◆ **Work to be completed**:
Rewrite all the entries below, switching every "Acceptance checklist" to "Review checklist" and leaving everything else unchanged. Leave the pictures out.

----

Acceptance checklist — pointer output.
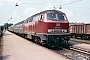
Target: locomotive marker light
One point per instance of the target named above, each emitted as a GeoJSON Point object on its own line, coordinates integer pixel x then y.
{"type": "Point", "coordinates": [57, 24]}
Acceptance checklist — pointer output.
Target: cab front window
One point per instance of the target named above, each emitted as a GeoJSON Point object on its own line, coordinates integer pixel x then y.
{"type": "Point", "coordinates": [51, 16]}
{"type": "Point", "coordinates": [61, 17]}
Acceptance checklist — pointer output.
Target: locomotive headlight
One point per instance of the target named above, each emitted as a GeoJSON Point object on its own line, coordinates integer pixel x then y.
{"type": "Point", "coordinates": [64, 30]}
{"type": "Point", "coordinates": [50, 30]}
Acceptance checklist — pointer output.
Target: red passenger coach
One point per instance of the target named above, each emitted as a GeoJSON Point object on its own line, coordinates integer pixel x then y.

----

◆ **Expected answer**:
Review checklist — pointer output.
Target: locomotive marker light
One point per instance of the target named above, each emitted as a GeoJSON Point object on its own line, coordinates integer pixel x then y.
{"type": "Point", "coordinates": [57, 24]}
Review checklist — pointer output.
Target: cab front window
One point per instance of the target named above, each emitted as a GeoJSON Point object on its own line, coordinates integer pixel x then y.
{"type": "Point", "coordinates": [51, 16]}
{"type": "Point", "coordinates": [61, 17]}
Review checklist — pointer output.
Target: locomotive headlight
One point per instance of the target named above, each emitted as a GeoJSON Point object on its own line, coordinates integer pixel x then y.
{"type": "Point", "coordinates": [64, 30]}
{"type": "Point", "coordinates": [50, 30]}
Review checklist — pointer output.
Target: red passenger coach
One point per instance of the target named above, each emitted as a GeoJSON Point object on its own line, coordinates integer pixel x then y.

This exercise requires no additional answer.